[begin Records shown]

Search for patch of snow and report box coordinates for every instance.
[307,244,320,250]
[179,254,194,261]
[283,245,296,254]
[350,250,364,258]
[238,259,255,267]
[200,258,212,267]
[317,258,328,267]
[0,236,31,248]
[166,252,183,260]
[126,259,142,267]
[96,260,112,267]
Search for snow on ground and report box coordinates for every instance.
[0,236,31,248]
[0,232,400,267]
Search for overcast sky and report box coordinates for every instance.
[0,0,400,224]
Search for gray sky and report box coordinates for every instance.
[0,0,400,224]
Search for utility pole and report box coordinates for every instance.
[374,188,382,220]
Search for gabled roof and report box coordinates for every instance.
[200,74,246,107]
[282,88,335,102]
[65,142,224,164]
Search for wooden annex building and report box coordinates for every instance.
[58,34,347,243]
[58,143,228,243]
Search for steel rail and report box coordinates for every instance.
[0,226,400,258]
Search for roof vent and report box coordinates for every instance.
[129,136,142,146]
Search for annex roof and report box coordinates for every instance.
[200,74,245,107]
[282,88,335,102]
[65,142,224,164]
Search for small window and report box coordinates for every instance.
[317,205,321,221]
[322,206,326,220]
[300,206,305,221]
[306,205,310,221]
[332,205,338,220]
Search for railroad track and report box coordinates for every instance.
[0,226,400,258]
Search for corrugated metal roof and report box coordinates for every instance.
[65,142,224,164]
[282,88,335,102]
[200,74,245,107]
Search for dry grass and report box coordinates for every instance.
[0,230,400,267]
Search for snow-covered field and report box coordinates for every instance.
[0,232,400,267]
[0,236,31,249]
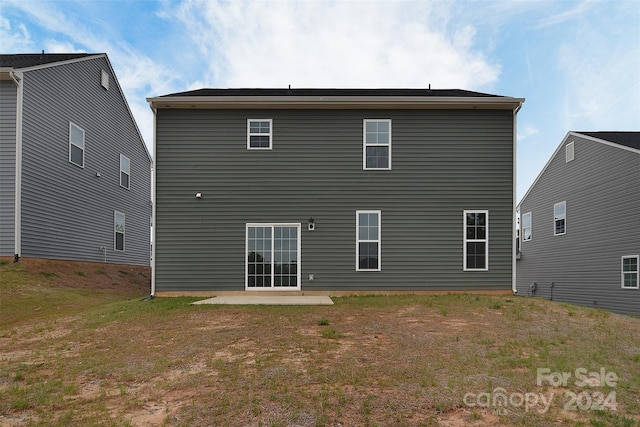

[end Records shown]

-- Work to be completed --
Rewrite the entries from the one containing "Search for annex" through the last of them, changing "report" to "list" and leaving all else unchanged. Leave the pictures out.

-- Task result --
Search for annex roof and list box coordinates for every instance.
[200,74,245,107]
[282,88,335,102]
[65,142,224,164]
Search for small window and list box coordinates for every instance.
[317,205,321,221]
[322,206,326,220]
[300,206,305,221]
[306,205,310,221]
[332,205,338,220]
Search for railroad track and list box coordinates for every instance.
[0,226,400,258]
Search for corrugated metal roof and list box coordinates for every instance.
[65,142,224,164]
[282,88,335,102]
[200,74,245,107]
Search for dry grass and list box coordinates for every instance.
[0,230,400,267]
Search for snow-covered field and list box coordinates for every instance.
[0,232,400,267]
[0,236,31,249]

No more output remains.